Excerpt to read:
——————

Candé traveled by car across central Africa to Agadez, Niger, once called the Gateway to the Sahara. In January 2020, he arrived in Morocco, tried to pay for passage on a boat to Spain and learned that the price was 3,000 euros, more than he had. Eventually, he made it to Libya, where he heard he could take a cheaper raft to Italy. In February of this year, he and more than 100 other migrants pushed off from the Libyan shore aboard an inflatable rubber raft.
Roughly 70 miles from Libya, the Libyan coast guard rammed the migrants’ raft three times, then ordered them to climb a ladder to the ship. The migrants were taken back to land, loaded by armed guards into buses and trucks, and driven to Al Mabani.
Hundreds of detainees have died in these jails, subjected to deplorable conditions and violence by guards. Candé was killed in April when guards opened fire into part of the prison to stop a fight among detainees. He was buried in a migrant cemetery in Tripoli, more than 2,000 miles from his family in Guinea Bissau.
In Tripoli, I interviewed dozens of other migrants who had been imprisoned with Candé. They told me of cells so crowded the detainees had to sleep in shifts. They spoke of a special room where migrants were sometimes beaten while hung upside-down from ceiling beams. They shared with me the audio message that Candé recorded on a cellphone secreted into the jail where he made a final plea to his family to send the ransom he needed to be set free.
No one was punished for Candé’s death. EU officials called for an investigation, but then went silent. It all felt like one latest example of the impunity with which Libyan officials deal with some of the world’s most vulnerable people.

——————

Record set:
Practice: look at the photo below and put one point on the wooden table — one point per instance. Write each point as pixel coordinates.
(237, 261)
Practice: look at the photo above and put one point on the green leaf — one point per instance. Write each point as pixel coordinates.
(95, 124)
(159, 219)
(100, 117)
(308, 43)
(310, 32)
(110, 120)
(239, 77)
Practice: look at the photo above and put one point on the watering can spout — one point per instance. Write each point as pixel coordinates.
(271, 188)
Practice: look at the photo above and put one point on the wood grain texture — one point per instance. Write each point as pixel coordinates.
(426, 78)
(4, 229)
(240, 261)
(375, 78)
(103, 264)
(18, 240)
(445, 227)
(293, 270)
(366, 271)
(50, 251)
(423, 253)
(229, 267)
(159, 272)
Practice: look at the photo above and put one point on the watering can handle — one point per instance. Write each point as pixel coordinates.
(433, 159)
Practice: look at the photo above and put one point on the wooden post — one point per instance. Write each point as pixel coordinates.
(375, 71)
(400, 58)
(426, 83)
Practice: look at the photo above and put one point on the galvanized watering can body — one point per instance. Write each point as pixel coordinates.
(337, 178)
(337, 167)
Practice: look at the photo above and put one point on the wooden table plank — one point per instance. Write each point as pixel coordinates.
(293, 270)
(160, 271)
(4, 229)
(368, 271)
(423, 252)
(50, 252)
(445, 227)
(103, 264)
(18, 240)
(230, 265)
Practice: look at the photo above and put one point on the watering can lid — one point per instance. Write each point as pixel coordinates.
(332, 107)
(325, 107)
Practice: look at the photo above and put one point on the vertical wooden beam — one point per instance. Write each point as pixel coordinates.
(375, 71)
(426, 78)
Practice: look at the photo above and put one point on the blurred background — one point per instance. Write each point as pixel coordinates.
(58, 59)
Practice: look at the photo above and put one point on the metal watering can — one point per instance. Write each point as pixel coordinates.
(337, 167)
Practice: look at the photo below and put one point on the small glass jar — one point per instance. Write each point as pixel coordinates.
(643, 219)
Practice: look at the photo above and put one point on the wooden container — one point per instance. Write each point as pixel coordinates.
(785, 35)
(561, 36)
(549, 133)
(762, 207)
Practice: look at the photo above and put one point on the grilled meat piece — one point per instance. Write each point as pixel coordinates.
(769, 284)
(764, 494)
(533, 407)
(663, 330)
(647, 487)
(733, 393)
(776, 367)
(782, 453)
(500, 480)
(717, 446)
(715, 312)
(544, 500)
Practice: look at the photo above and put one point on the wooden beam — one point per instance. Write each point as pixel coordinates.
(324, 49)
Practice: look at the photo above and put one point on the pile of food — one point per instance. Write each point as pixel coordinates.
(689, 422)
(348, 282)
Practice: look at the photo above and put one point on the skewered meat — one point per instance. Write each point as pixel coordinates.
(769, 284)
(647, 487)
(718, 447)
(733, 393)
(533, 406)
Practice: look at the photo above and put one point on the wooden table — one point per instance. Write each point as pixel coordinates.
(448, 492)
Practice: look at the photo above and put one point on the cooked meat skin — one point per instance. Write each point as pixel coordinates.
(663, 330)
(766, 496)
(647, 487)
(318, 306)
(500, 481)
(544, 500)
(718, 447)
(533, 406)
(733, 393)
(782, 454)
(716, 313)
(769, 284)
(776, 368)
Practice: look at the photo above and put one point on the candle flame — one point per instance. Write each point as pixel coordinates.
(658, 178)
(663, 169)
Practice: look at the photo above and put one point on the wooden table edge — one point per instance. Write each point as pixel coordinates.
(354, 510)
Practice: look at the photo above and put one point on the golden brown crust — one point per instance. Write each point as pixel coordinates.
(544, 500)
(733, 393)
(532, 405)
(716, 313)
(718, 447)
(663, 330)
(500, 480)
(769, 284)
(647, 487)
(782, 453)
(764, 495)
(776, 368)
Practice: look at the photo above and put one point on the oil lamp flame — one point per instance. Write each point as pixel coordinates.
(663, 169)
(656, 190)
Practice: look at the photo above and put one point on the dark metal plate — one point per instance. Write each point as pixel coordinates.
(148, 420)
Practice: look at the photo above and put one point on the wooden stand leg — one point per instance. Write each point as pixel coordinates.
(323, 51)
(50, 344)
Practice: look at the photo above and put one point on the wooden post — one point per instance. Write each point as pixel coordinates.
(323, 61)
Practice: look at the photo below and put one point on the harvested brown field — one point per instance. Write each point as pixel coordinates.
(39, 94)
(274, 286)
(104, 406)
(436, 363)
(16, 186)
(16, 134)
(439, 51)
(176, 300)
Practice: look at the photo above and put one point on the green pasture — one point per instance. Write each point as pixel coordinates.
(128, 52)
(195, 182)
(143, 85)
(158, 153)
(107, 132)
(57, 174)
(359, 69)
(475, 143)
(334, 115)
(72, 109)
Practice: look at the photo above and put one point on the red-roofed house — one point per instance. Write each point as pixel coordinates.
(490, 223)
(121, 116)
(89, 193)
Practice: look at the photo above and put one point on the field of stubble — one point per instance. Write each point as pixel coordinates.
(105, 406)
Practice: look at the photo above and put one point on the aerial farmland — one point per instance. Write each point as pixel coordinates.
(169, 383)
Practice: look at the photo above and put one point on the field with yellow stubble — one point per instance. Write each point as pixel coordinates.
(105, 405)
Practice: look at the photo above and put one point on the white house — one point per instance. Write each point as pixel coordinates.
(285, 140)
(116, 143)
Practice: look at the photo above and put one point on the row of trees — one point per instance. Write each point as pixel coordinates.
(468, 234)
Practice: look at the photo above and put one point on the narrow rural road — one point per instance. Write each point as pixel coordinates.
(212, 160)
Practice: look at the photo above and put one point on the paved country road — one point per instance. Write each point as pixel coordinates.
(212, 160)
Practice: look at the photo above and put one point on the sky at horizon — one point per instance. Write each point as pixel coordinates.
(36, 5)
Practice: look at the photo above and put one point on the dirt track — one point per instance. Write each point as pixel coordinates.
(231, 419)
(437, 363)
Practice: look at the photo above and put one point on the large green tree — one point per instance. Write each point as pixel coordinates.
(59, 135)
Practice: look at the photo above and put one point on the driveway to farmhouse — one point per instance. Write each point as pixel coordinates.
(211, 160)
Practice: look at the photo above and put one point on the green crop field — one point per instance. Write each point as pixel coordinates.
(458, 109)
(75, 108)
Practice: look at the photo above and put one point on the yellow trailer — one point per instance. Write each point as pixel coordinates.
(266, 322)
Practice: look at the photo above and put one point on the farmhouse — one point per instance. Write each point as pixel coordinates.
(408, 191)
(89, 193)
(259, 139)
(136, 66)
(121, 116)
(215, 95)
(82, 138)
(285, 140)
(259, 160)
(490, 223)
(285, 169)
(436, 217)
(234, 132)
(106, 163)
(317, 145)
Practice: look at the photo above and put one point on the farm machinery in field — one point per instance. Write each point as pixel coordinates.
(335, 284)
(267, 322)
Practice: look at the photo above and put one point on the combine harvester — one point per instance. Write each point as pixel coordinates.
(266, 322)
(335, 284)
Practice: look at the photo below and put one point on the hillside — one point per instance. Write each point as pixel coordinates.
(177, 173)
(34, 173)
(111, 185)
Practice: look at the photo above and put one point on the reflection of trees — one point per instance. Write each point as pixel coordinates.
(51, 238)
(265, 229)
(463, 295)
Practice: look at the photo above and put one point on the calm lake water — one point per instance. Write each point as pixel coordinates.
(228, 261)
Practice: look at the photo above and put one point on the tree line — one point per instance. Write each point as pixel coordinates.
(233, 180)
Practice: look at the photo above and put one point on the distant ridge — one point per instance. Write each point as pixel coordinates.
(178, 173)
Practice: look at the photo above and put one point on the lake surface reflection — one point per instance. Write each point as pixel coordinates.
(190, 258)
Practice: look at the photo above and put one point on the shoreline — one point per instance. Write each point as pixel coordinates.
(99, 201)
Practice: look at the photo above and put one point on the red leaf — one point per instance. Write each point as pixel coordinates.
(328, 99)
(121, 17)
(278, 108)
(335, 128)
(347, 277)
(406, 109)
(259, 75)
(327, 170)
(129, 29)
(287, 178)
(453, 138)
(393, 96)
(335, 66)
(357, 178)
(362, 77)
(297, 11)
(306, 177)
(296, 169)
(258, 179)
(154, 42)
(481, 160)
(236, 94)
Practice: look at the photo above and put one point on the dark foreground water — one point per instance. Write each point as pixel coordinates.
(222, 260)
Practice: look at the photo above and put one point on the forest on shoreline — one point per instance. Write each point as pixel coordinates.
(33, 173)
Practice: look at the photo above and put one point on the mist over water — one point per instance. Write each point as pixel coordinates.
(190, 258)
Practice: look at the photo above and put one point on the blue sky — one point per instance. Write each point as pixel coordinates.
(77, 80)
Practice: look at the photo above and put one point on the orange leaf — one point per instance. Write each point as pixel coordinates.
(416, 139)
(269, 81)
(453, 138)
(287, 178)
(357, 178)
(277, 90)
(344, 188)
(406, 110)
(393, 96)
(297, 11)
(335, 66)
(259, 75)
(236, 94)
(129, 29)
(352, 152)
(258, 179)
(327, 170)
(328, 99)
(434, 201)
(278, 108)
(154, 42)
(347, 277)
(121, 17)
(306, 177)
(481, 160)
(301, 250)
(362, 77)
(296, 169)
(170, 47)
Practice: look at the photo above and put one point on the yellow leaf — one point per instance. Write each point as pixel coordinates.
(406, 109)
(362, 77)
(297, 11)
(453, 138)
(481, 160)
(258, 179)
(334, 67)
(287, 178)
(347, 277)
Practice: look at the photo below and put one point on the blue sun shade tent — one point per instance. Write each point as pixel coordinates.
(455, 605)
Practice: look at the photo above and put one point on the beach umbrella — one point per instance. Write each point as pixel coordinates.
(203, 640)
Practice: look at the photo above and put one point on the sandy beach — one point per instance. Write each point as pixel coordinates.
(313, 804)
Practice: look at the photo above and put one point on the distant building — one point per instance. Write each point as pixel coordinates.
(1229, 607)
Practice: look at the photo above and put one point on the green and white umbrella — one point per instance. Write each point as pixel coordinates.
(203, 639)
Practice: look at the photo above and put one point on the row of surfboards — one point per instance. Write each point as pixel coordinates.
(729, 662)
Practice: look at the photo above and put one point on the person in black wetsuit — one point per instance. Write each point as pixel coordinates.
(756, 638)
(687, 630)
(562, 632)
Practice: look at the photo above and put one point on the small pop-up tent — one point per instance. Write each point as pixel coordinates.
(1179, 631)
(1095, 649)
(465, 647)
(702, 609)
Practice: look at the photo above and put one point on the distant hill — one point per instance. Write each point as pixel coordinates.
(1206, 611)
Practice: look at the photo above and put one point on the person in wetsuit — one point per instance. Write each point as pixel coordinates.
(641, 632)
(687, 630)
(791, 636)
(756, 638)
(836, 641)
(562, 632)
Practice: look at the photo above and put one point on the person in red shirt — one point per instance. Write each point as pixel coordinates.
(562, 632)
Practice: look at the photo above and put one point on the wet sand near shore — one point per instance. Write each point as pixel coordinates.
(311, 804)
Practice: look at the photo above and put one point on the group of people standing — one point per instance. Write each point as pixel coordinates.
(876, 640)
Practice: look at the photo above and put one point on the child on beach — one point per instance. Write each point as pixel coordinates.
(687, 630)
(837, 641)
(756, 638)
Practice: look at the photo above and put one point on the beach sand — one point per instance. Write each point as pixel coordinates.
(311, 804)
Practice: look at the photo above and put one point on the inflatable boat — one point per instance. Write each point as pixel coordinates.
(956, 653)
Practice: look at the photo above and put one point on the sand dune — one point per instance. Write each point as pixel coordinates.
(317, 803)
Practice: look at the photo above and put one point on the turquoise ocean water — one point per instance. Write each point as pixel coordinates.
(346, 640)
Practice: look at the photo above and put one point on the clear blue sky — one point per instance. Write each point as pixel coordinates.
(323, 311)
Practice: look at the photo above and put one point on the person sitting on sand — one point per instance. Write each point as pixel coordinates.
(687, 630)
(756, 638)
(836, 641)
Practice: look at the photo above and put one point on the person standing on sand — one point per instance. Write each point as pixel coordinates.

——————

Questions to answer:
• A. According to the excerpt about Candé, how many times did the Libyan coast guard ram the migrants' raft?
• B. Please translate this sentence from the excerpt about Candé into Spanish: "He was buried in a migrant cemetery in Tripoli, more than 2,000 miles from his family in Guinea Bissau."

Replies:
• A. Three times.

• B. Fue enterrado en un cementerio de migrantes en Trípoli, a más de 2.000 millas de su familia en Guinea-Bisáu.